TRECHO SELECIONADO ->
────

Do que é feita uma casa?

Monique Bonomini
3 min readFeb 13, 2023
Imagem de Peter H por Pixabay

Júlio Cortázar, escritor argentino, escreveu um conto chamado A casa tomada, que narra a história de dois irmãos que herdaram uma propriedade e desenvolveram com ela uma relação quase simbiótica. O conto traz a descrição dos cômodos usados por cada um, dos que demandavam mais tempo de limpeza, dos que eram de uso comum e como os dois personagens viviam neste ambiente até que uma situação inesperada rompe a harmonia e os impede de permanecer na habitação.

Na infância tive uma relação muito íntima com minha casa, conhecia bem seus esconderijos, por exemplo, o vão no muro onde meu pé 32 entrava perfeitamente, dando acesso às escondidas à laje, onde eu passava algumas horas, anônima. Um canto em forma de L, na parte de trás do terreno, que me escondeu da minha mãe num dia em que, revoltada, me escondi e arranquei todas as casquinhas das feridas da catapora, para confrontá-la. E o porão, que não era bem um porão, mas um vão livre debaixo da casa, elevada para alinhar a construção ao terreno íngreme. Neste espaço, onde um adulto só conseguia andar de gatinhas, eu, pequena, cabia sentada e passava dias inteiros, como a Marcela em seu escritório, a Marcela em seu apartamento, a Marcela com seus livros, que na verdade eram imensas listas telefônicas, e outras aventuras.

Marguerite Duras, em seu texto Escrever, para o livro homônimo lançado em 2021 pela Relicário Edições, discorre como sua casa foi imprescindível para sua escrita, ela abre o texto afirmando: “É numa casa que a gente se sente só.” e em seguida “Em casa, porém, ficamos tão sós que às vezes nos perdemos.”, e remonta a um tempo em que ela precisou construir uma certa solidão para dar espaço aos livros que precisava escrever, não uma solidão pela falta de amigos, mas uma solidão de um espaço privado, um lugar para existir sem disfarces ou protocolos, andar de roupa ou sem, um depósito de memórias e coisas que só fizessem sentido para os moradores, sua casa foi o templo do seu ofício.

────

DADOS FORNECIDOS ->
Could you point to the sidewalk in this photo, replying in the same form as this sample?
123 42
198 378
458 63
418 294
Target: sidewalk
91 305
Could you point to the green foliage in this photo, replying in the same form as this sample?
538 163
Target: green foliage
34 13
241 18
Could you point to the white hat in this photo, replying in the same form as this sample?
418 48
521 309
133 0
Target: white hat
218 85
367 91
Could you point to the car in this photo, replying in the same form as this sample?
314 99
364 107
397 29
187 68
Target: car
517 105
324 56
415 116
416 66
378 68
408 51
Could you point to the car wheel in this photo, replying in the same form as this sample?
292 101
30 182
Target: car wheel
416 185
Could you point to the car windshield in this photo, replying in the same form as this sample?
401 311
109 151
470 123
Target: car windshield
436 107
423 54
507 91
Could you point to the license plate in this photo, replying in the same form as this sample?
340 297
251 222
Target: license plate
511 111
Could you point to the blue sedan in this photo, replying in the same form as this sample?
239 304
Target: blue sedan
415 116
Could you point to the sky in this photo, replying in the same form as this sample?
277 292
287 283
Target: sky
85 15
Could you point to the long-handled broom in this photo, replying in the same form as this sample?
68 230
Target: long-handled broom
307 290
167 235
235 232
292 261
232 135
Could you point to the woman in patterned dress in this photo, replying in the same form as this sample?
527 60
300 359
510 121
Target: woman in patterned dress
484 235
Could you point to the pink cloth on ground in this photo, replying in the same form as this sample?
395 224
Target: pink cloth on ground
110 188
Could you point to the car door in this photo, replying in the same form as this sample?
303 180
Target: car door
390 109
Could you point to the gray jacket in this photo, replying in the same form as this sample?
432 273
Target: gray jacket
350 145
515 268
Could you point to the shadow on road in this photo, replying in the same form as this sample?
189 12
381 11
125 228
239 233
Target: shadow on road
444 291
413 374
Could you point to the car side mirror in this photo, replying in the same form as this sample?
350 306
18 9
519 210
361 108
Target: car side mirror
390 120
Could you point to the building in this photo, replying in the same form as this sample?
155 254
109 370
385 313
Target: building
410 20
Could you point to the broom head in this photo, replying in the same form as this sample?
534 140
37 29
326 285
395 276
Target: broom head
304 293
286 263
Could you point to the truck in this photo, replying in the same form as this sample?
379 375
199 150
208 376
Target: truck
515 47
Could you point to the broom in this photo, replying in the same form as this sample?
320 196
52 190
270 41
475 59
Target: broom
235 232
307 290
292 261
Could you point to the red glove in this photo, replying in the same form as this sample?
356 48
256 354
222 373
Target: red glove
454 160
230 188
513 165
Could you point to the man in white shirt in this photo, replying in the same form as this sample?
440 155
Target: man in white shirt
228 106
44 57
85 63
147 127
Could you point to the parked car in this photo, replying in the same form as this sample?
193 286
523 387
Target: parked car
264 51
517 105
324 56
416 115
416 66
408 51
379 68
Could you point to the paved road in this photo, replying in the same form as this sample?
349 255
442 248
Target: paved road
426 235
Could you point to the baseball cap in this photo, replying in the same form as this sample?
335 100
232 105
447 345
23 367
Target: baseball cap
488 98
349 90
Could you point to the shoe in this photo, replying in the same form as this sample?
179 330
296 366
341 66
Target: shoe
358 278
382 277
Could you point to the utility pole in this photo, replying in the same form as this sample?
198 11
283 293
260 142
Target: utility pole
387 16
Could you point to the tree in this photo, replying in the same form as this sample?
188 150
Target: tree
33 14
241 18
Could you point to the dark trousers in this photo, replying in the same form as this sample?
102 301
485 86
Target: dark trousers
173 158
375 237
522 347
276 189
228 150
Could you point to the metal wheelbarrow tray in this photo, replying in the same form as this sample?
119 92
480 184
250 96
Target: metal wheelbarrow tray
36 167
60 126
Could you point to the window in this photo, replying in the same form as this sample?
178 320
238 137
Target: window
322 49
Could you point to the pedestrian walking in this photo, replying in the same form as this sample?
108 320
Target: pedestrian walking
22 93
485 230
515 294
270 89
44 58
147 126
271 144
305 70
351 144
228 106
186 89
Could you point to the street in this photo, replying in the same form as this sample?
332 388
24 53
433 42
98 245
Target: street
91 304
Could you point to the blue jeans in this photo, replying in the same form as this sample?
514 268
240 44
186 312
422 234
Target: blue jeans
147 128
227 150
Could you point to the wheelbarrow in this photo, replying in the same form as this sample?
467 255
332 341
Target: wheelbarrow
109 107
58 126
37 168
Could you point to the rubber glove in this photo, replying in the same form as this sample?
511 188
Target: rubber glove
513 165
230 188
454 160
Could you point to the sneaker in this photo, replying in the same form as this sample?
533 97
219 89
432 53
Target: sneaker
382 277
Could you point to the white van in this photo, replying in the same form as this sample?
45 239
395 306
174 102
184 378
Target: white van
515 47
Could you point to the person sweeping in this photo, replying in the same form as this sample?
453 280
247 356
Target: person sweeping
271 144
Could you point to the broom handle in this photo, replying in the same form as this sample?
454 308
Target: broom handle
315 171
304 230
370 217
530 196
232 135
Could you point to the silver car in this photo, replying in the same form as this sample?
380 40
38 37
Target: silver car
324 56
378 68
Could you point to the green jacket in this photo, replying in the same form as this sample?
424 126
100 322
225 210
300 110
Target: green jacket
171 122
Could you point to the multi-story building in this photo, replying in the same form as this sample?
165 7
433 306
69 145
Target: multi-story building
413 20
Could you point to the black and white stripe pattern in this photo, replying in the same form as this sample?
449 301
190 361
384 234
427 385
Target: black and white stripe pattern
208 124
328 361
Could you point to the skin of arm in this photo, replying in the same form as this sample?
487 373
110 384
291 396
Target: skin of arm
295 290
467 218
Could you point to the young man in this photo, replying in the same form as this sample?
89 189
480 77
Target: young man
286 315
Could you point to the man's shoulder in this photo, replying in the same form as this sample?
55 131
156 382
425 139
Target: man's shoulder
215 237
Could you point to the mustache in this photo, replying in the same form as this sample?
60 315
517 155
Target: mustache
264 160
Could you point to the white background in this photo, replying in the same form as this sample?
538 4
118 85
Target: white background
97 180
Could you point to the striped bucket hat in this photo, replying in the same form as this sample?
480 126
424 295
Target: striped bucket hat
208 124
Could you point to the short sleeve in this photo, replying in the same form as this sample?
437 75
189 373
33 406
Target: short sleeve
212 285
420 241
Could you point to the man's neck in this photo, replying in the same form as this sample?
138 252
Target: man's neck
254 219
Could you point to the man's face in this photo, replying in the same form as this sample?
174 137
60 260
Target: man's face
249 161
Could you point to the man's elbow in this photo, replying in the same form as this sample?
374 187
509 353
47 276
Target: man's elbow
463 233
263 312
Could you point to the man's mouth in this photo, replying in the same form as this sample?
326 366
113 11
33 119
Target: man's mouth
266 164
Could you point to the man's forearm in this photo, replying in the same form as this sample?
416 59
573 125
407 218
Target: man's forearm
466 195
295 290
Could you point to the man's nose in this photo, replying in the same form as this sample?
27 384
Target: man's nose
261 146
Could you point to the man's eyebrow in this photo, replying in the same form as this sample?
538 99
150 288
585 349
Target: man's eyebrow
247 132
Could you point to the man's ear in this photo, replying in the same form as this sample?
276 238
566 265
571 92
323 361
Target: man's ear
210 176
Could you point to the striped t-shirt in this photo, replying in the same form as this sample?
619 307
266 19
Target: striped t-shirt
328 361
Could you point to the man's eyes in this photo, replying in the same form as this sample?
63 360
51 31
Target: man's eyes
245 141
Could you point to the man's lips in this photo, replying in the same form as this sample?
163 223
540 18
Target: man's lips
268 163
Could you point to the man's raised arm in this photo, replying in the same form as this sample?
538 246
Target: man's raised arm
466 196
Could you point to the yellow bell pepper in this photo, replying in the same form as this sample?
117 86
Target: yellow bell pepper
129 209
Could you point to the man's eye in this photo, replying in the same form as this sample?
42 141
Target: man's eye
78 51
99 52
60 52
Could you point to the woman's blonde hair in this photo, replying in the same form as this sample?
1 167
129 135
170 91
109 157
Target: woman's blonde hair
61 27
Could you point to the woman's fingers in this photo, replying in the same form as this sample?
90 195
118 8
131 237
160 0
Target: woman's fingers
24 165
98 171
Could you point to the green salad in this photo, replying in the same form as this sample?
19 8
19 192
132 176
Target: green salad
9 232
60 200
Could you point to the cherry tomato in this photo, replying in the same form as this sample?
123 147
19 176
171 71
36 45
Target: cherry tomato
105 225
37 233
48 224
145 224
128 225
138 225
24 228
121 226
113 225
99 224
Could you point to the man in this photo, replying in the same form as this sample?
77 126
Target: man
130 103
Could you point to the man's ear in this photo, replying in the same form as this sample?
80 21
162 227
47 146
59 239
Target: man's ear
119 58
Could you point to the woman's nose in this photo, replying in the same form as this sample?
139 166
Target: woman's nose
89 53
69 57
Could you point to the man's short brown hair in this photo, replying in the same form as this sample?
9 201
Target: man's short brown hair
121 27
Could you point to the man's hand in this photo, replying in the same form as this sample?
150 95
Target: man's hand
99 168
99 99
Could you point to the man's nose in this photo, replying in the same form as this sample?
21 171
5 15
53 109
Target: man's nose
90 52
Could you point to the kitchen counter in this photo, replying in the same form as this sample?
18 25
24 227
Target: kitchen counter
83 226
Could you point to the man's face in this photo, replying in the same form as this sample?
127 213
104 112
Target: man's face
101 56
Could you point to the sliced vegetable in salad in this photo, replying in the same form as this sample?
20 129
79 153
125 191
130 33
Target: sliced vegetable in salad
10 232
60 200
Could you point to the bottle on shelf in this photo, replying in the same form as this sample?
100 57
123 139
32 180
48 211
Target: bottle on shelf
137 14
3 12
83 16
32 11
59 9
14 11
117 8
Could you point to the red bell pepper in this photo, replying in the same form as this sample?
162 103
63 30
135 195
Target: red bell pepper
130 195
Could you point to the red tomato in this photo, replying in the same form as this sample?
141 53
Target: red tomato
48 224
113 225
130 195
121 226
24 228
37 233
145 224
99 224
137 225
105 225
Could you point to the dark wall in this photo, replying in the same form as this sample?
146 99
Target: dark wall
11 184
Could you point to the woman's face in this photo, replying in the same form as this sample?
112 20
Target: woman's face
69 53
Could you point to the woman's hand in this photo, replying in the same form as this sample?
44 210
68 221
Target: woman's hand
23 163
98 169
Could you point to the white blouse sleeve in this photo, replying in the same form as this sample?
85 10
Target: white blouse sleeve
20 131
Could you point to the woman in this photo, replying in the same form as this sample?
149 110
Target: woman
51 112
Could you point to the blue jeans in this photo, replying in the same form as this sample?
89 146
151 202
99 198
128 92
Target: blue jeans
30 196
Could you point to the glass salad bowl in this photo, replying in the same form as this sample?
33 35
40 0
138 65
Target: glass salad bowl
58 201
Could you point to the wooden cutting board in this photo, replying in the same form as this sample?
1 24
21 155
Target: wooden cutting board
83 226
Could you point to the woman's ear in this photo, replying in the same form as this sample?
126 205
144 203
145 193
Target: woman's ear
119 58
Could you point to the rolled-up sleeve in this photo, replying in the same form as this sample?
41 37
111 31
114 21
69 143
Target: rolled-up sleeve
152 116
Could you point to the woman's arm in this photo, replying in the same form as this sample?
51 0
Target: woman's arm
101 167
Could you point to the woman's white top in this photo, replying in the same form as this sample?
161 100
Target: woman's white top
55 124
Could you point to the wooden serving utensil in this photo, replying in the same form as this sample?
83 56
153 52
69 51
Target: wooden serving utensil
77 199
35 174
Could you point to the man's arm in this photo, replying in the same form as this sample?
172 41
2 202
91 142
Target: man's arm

────

LISTA DE EXERCÍCIOS ->
A: Liste os esconderijos da casa de infância que o trecho selecionado descreve.
B: Segundo o trecho selecionado, por qual editora e em que ano foi lançado o livro Escrever, de Marguerite Duras?
C: Escreva a continuação do trecho selecionado sobre a casa a partir da última frase apresentada.

RESPOSTAS ->
A:
- o vão no muro onde o pé 32 entrava perfeitamente
- um canto em forma de L, na parte de trás do terreno
- o porão, um vão livre debaixo da casa

B: Pela Relicário Edições, em 2021.

C:
Mas, uma casa pode ser um pesadelo, pode ser um símbolo do que não se tem, do que falta, pelo menos é assim que eu leio a descrição do barraco de Carolina Maria de Jesus, em seu Quarto de despejo, abrigo de seus cadernos e de suas agruras, de onde ela saiu assim que pôde, embora ele a tenha acompanhado para sempre, afinal serviu de título e cenário para sua obra mais reconhecida.

Uma amiga, Céu Passos, escreveu um conto intitulado, A pequena grande casa, em que uma mulher decide visitar sua casa de infância quando descobre que ela foi colocada à venda, no entanto, chegando ao imóvel, a mulher dá-se conta de que talvez aquela casa não seja a mesma de que se lembrava, e com pesar ela parte, aceitando que aquela materialidade do seu passado já não existe.

A literatura está cheia de casas, seja como personagens, seja como cenário, e mesmo como metáfora para o corpo, que se distancia cada vez mais do sentido de vaso ou recipiente de algo etéreo para aproximar-se ao de abrigo dos nossos sentimentos, sensações e pensamentos.

Então, do que é feita uma casa? Será que do vidro trincado na janela cozinha depois da bolada da criança, que há anos pede reparo, mas que remete ao evento que lhe deu origem, toda vez que alguém repara na falha? Do terreno baldio, agora livre do barraco de tapume que abrigou um sobrevivente da miséria e foi derrubado para em breve dar lugar à um shopping? Da memória, talvez de um lugar para onde jamais se voltou, após a partida compulsória numa briga com os pais? Ou da carne e osso que um dia se desmanchará para ser o pó de onde surgiu?

Se você gosta de histórias de casas ou mesmo se tem alguma história com uma, talvez goste do episódio 1 do meu podcast, Abrigos para evitar Ruínas, em que narro o meu conto Baú de Memórias. Clique e ouça!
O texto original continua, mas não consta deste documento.